Extract provided -
There was a certain resonance with another royal wedding that took place around the time of this show’s previous incarnation back in 2011 – the storyline includes multiple references to the 1947 royal wedding of Princess Elizabeth (as she was then) to Philip Mountbatten. This time around, what audiences are likelier to identify with is the continued belt-tightening and having to make personal sacrifices. As far as Betty Blue Eyes goes, the Second World War might be over, but rationing was still in force (rather vigorously, as this show would have it), and so people queued for their foodstuffs, with no guarantee they would actually be able to get what they were after. A comparison with foodbanks in our day and age is inappropriate for many reasons, but recent shortages (at the time of writing) of various foods in UK supermarkets is not.
From a technical perspective, this production still needs work: the lighting in particular seemed to be all over the place on press night. At one point, almost an entire verse was sung before it was clear who was singing it and from where on the dual-level stage, and there were several instances where cues had been missed for whatever reason. Ultimately, it didn’t affect the overall enjoyment of the show too much – one might even argue it provided an additional source of amusement.

Required work -
1) Summarize the review of Betty Blue Eyes in two sentences.
2) Reproduce the passage of the Betty Blue Eyes review that begins at the words "There was a" and stops after "supermarkets is not.".
3) List every technical problem that the review of Betty Blue Eyes reports from press night.

Data rows -
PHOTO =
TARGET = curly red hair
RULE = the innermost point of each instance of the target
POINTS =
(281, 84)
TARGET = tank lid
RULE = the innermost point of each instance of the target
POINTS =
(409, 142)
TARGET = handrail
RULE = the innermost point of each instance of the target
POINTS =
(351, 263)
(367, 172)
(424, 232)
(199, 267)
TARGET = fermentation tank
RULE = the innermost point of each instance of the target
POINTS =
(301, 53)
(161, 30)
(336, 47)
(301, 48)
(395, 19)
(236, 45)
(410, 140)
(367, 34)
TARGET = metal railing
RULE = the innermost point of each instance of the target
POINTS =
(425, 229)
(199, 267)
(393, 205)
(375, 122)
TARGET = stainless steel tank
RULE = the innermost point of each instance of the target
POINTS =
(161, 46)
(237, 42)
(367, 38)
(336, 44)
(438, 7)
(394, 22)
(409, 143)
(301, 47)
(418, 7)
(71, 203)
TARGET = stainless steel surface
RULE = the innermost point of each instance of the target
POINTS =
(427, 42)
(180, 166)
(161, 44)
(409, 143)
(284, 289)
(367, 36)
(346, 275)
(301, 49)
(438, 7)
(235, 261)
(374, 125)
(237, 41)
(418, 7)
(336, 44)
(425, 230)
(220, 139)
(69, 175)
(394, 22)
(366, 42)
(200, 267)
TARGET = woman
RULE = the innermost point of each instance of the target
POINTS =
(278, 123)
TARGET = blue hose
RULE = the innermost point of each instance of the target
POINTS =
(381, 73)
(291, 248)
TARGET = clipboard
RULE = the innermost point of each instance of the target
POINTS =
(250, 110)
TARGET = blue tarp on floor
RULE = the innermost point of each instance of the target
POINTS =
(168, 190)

==

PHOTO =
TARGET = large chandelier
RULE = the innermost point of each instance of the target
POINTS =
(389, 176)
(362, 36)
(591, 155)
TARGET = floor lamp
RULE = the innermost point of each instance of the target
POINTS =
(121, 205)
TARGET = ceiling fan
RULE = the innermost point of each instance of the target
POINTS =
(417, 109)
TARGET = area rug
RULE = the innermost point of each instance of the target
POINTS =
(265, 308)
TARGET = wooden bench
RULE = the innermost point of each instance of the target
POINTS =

* * *

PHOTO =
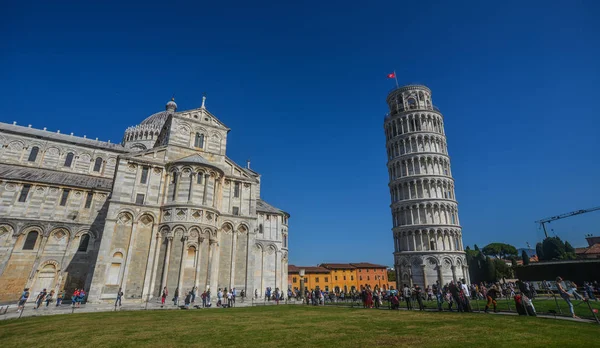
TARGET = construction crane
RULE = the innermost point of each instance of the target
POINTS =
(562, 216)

Written answers -
1) The review notes that the show refers repeatedly to the 1947 royal wedding of Princess Elizabeth to Philip Mountbatten, but that audiences now are likelier to identify with its belt-tightening and personal sacrifices under postwar rationing, which it deems comparable to recent food shortages in UK supermarkets. It finds the production technically in need of work, especially the lighting and missed cues on press night, though these problems did not much affect overall enjoyment of the show.

2)
There was a certain resonance with another royal wedding that took place around the time of this show’s previous incarnation back in 2011 – the storyline includes multiple references to the 1947 royal wedding of Princess Elizabeth (as she was then) to Philip Mountbatten. This time around, what audiences are likelier to identify with is the continued belt-tightening and having to make personal sacrifices. As far as Betty Blue Eyes goes, the Second World War might be over, but rationing was still in force (rather vigorously, as this show would have it), and so people queued for their foodstuffs, with no guarantee they would actually be able to get what they were after. A comparison with foodbanks in our day and age is inappropriate for many reasons, but recent shortages (at the time of writing) of various foods in UK supermarkets is not.

3)
- The lighting seemed to be all over the place.
- Almost an entire verse was sung before it was clear who was singing it and from where on the dual-level stage.
- Cues had been missed on several occasions.